=== Textauszug ===

Außerhalb des Wahllokals kommen wir mit einer älteren Frau ins Gespräch, die sich als Amira
vorstellt. Die Stadt sei bis Ende 1993 von den Georgiern besetzt gewesen. Armee und Paramilitärs
hätten hier besonders schlimm gehaust. Schulen und medizinische Einrichtungen seien gesprengt,
ganze abchasische Familien erschossen worden. Die Benutzung der abchasischen Sprache habe
drakonische Strafen nach sich gezogen. Sie selbst habe etliche Verwandte verloren. Viele Bewohner
seien nach der Befreiung der Stadt wegen ihrer traumatischen Erfahrungen weggezogen, meistens
in die Türkei oder nach Russland. So verlor die Stadt etwa die Hälfte ihrer Einwohner.
Seit 2008 bemüht sich die Republik zwar langsam, aber beständig um den Aufbau oder die
Erneuerung der Infrastruktur. Dem Tourismus gilt dabei besonderes Augenmerk. Im Jahre 2010
besuchten immerhin – nach offiziellen Angaben – bereits 1,2 Millionen Urlauber das Land. Die
meisten kamen aus dem benachbarten Russland. Deren bevorzugten Adressen waren allerdings die
im Westen, nahe der russischen Grenze gelegenen Orte Gagra und Pizunda. Je weiter man von dort
nach Osten vordringt – eine Ausnahme bildet vielleicht die Hauptstadt Suchum –, desto
bescheidener scheint der Aufbaueifer auszufallen. Es fehlt einfach an Mitteln für eine raschere
Sanierung, obwohl im Vergleich zu 2008 deutliche Fortschritte sichtbar sind.

===

● Übungsaufgaben:
1: Schreiben Sie aus den Zeilen weiter unten unverändert ab, was bei der Zeile mit „FIND: framed picture on wall“ beginnt und mit der Zeile mit „column 409, row 268“ endet, beide Zeilen eingeschlossen.
2: Führen Sie den Text über Abchasien im Anschluss an seinen letzten Satz weiter.

=== Rohdaten ===

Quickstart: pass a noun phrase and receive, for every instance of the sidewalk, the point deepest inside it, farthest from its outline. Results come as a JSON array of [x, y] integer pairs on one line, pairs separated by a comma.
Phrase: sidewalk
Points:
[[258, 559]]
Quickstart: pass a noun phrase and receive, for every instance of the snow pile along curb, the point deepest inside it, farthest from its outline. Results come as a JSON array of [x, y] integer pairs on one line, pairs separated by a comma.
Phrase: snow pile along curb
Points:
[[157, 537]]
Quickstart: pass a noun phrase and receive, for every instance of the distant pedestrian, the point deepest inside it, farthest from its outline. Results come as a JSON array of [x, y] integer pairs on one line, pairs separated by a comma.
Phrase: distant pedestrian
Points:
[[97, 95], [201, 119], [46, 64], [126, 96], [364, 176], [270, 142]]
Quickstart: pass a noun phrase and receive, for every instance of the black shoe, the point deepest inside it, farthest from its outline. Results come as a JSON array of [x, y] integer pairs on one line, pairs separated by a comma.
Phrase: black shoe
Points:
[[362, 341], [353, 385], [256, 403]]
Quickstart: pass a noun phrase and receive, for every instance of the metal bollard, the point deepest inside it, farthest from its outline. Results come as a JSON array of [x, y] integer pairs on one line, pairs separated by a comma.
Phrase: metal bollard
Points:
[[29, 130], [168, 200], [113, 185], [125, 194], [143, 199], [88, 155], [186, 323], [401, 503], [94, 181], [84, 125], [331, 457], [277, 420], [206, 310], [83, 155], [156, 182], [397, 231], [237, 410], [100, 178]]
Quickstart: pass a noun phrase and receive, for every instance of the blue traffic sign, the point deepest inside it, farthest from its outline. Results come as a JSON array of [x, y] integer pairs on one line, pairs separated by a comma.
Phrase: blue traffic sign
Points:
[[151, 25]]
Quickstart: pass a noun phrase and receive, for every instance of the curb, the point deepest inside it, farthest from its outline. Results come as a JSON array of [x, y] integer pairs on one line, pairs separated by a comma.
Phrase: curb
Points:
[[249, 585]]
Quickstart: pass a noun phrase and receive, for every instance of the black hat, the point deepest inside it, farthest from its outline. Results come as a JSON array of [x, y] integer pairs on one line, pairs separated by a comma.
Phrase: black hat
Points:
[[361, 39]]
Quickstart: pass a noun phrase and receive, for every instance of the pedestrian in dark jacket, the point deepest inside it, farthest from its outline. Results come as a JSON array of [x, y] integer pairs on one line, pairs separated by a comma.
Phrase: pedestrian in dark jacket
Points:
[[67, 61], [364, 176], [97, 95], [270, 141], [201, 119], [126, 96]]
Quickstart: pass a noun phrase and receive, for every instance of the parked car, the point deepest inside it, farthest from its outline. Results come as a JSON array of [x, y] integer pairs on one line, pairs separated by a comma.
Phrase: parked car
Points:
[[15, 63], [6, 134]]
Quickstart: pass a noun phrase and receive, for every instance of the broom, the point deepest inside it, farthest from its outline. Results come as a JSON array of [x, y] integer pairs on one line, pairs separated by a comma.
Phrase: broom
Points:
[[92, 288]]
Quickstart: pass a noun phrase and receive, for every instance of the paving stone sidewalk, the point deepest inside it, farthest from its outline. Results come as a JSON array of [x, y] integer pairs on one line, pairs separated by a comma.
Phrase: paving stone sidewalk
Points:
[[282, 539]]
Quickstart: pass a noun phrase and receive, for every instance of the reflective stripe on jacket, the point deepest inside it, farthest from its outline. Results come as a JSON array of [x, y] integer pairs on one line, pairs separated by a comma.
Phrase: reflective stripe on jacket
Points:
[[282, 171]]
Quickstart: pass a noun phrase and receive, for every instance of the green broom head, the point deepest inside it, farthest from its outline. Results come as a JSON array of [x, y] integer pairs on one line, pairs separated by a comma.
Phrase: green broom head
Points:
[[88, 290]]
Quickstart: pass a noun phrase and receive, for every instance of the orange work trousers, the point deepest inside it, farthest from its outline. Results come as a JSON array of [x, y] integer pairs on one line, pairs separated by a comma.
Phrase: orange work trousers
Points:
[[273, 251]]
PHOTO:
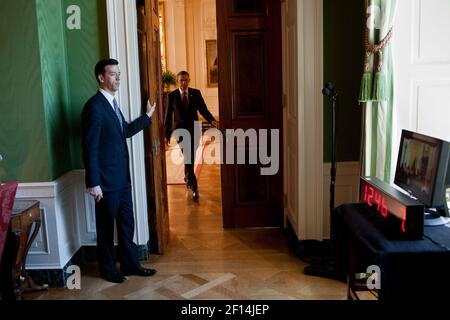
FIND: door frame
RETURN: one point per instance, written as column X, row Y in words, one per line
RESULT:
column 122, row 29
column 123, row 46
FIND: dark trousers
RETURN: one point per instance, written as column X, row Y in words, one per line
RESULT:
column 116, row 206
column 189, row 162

===
=== Rohdaten ===

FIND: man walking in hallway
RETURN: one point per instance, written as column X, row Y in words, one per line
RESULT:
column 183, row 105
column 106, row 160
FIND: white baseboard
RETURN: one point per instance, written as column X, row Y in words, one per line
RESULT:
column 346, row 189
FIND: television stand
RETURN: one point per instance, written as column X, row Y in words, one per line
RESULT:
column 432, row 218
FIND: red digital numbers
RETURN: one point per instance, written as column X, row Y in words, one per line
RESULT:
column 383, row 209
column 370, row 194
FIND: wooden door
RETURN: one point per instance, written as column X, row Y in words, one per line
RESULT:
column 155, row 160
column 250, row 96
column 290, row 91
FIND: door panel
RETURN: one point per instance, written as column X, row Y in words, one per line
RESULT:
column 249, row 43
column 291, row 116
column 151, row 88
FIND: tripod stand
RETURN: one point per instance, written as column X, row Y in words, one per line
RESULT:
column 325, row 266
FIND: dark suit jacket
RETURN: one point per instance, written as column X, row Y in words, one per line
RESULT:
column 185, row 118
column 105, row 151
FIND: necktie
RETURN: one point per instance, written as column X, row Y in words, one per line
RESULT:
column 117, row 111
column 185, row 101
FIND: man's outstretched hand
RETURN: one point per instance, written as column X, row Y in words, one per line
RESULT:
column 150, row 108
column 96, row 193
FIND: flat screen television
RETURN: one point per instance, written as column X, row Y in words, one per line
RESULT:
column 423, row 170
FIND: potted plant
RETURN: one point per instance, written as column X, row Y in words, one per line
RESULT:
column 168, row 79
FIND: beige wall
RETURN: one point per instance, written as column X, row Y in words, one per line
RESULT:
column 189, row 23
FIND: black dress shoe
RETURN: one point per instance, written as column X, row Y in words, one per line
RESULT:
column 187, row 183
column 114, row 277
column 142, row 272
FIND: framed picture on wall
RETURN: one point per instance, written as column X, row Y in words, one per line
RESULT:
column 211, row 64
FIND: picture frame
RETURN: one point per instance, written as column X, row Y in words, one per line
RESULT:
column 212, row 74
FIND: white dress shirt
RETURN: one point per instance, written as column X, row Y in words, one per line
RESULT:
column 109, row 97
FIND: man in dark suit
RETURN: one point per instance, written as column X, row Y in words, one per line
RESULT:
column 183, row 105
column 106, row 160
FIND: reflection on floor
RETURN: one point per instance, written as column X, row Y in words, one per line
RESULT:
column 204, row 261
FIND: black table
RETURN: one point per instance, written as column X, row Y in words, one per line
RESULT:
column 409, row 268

===

● Ergebnisse je Aufgabe:
1:
FIND: framed picture on wall
RETURN: one point per instance, written as column X, row Y in words, one per line
RESULT:
column 211, row 64
FIND: picture frame
RETURN: one point per instance, written as column X, row Y in words, one per line
RESULT:
column 212, row 74
FIND: white dress shirt
RETURN: one point per instance, written as column X, row Y in words, one per line
RESULT:
column 109, row 97
FIND: man in dark suit
RETURN: one point per instance, written as column X, row Y in words, one per line
RESULT:
column 183, row 105
column 106, row 160
FIND: reflection on floor
RETURN: one point per instance, written as column X, row Y in words, one per line
RESULT:
column 204, row 261
FIND: black table
RETURN: one point per instance, written as column X, row Y in words, one per line
RESULT:
column 409, row 268

2:
Trotz wachsender Einnahmen aus dem Fremdenverkehr und der Erschließung weiterer Quellen –
durch den Anbau von tropischen Früchten und Wein oder die Bienenzucht – wird der Staatshaushalt
Abchasiens zu 70 Prozent von der Russischen Föderation bestritten. Immerhin scheinen die Mittel
sinnvoll verwendet zu werden. Beispielsweise ist man bestrebt, die unentgeltliche medizinische
Versorgung zu verbessern. Das neu erbaute und modern ausgestattete Krankenhaus in Suchum ist
ein Beispiel dafür. Obwohl die deutsche Bundesregierung Abchasien politisch in jeder Hinsicht zu
isolieren versucht, stammt ein Großteil der Ausstattung von namhaften deutschen Firmen. Die
andauernde politische und diplomatische Blockade durch die EU ist vor allem jungen Abchasiern
völlig unverständlich. So klagen besonders Studenten, denen trotz Einladung deutscher
Hochschulen ein Visum mit dem Hinweis verweigert wird, der Visumsantrag müsse in Tbilissi – der
Hauptstadt Georgiens – gestellt werden. Für viele wäre das eine Reise ohne Wiederkehr. So wurde
auch Präsident Sergej Bagapsch, der sich wegen einer Krebserkrankung in Deutschland behandeln
lassen wollte, abgewiesen. Er starb kurz darauf in einem Moskauer Krankenhaus, was die jüngsten
Wahlen erforderlich machte.
Neuer Präsident auf Gratwanderung
Unverständlich sind den Abchasiern auch die Reisewarnungen des Auswärtigen Amtes. Abchasien
sei sicher – sicherer als manche deutsche Stadt, sagen sie. Und auf den westlichen Vorwurf der
politischen Nähe zu Russland entgegnet Vizeminister Alexander Gulja: »Erst drängen sie uns an die
Seite Russlands und dann kritisieren sie, dass wir dort sind. Wenn sie uns schon nicht unterstützen,
so sollten sie uns wenigstens in Ruhe lassen.«
Die Präsidentenwahl am 26. August waren ein Indikator, dass Abchasien seine Unabhängigkeit
durch demokratische Prozeduren zu sichern bestrebt ist. Gefährdet ist die Unabhängigkeit von
Georgien nicht zuletzt durch die Gier russischer Oligarchen, die Schönheit Abchasiens zu versilbern.
Der neue Präsident Alexander Ankwab wird es nicht einfach haben, diese Gratwanderung zu
bestehen.
* Unser Autor war als Gast der abchasischen Zentralen Wahlkommission Beobachter der Wahlen am
26. August.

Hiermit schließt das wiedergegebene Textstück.